**Problem to work on:**
Please rewrite every one of the items below, swapping "report position" for "give the location" and leaving the rest unchanged.

**Rows:**
# # # #

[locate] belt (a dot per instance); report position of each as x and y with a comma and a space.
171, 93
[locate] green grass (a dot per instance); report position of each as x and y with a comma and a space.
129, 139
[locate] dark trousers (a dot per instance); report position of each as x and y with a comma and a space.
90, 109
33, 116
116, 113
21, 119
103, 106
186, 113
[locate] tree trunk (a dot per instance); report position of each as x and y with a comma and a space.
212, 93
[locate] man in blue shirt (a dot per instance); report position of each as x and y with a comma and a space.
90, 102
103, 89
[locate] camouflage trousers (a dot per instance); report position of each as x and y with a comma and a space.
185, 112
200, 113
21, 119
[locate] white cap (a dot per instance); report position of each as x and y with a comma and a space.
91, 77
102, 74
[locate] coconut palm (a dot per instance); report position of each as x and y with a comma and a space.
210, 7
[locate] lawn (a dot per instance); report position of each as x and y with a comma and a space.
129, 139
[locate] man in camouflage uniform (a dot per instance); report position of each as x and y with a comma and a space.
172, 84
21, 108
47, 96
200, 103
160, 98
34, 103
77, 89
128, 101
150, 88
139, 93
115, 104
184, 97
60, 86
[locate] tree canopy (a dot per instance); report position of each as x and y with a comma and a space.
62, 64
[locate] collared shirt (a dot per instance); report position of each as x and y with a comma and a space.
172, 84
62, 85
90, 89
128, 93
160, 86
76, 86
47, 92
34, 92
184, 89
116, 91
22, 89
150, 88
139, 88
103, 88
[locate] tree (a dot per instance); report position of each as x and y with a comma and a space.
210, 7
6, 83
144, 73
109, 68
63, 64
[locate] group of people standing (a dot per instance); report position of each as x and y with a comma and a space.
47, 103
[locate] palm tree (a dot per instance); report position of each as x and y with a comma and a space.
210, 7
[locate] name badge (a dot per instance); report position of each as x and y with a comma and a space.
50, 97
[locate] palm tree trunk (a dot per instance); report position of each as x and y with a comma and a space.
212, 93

# # # #

**Problem solution:**
[locate] belt (a dot per instance); give the location of each as x and y with a comma and a space.
171, 93
[locate] green grass (a dot per instance); give the location of each as x and y with a comma and a space.
129, 139
[locate] dark trousers (a dot per instance); give the location of each as x and y with a comma and a space.
90, 109
33, 116
116, 113
21, 119
103, 106
186, 113
[locate] tree trunk (a dot per instance); give the location of each as x and y with a comma and a space.
212, 93
[locate] man in blue shirt (a dot per instance); give the location of each as x and y with a comma and a space.
90, 102
103, 89
[locate] camouflage trousers (a dot per instance); give the location of each as x and y with a comma and a space.
185, 112
200, 113
21, 119
[locate] white cap (a dot per instance); give the location of each as x and y with a comma and a space.
91, 77
102, 74
[locate] coconut palm (a dot per instance); give the location of each as x and y with a comma and a space.
210, 7
[locate] lawn (a dot per instance); give the location of each as x and y with a comma and a space.
129, 139
[locate] man in camouflage uniform (a dot per instance); give the location of each as x and y with a comma and a space.
172, 84
21, 108
47, 96
200, 103
160, 98
34, 103
77, 89
128, 101
150, 88
139, 93
115, 104
184, 97
60, 86
[locate] tree canopy (a dot per instance); give the location of each as x and y with a comma and a space.
62, 64
[locate] collared shirt (a dot per instance); give the location of each as x and y with a comma and a space.
172, 84
62, 85
90, 89
128, 93
160, 86
76, 86
47, 92
34, 92
184, 89
116, 91
22, 89
150, 88
139, 88
103, 88
[locate] tree (a dot per instance); give the location of each as x and y with a comma and a space.
210, 7
6, 83
144, 73
109, 68
63, 64
[locate] group of people standing (a dot per instance); give the location of each as x and y with a comma and a space.
47, 103
[locate] palm tree (a dot per instance); give the location of each as x and y with a comma and a space.
210, 7
[locate] name badge (a dot per instance); give the location of each as x and y with a comma and a space.
50, 97
[locate] palm tree trunk (a dot per instance); give the location of each as x and y with a comma and a space.
212, 93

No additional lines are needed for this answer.